== Data ==

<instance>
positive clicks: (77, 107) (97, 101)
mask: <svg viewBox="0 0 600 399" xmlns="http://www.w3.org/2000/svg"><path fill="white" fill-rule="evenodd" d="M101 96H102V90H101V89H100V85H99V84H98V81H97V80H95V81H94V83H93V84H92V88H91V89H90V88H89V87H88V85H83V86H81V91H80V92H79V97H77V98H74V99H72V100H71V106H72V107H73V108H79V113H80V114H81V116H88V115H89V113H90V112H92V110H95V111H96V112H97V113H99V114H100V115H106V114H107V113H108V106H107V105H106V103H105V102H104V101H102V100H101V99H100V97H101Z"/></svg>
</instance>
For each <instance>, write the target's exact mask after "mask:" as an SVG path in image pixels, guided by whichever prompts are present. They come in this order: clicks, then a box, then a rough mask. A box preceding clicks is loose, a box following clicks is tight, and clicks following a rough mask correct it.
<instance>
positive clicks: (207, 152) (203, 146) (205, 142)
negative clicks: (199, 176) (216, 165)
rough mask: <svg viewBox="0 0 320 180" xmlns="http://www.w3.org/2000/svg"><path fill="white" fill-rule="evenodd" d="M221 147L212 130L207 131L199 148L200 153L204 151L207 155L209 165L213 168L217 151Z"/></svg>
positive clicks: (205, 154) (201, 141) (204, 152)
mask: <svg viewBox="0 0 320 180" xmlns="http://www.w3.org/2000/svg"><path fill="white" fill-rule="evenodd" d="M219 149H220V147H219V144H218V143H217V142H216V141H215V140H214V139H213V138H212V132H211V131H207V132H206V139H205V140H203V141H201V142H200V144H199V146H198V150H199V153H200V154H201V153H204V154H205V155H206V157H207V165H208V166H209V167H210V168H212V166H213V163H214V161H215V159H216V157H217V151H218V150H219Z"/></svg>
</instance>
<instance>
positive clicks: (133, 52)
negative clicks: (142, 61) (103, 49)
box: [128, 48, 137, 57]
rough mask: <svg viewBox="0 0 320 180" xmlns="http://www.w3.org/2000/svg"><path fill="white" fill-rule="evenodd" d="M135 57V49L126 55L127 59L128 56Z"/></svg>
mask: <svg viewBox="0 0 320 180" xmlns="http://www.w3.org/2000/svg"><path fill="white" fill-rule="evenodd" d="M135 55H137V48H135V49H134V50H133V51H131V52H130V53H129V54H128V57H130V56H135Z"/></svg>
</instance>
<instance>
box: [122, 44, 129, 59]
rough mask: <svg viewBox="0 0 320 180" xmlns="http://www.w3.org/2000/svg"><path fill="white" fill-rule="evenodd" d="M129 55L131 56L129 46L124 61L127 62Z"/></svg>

===

Task. Within the lines above, find those holding the word "negative" and copy them.

Reply to the task.
negative clicks: (199, 176) (216, 165)
negative clicks: (142, 61) (103, 49)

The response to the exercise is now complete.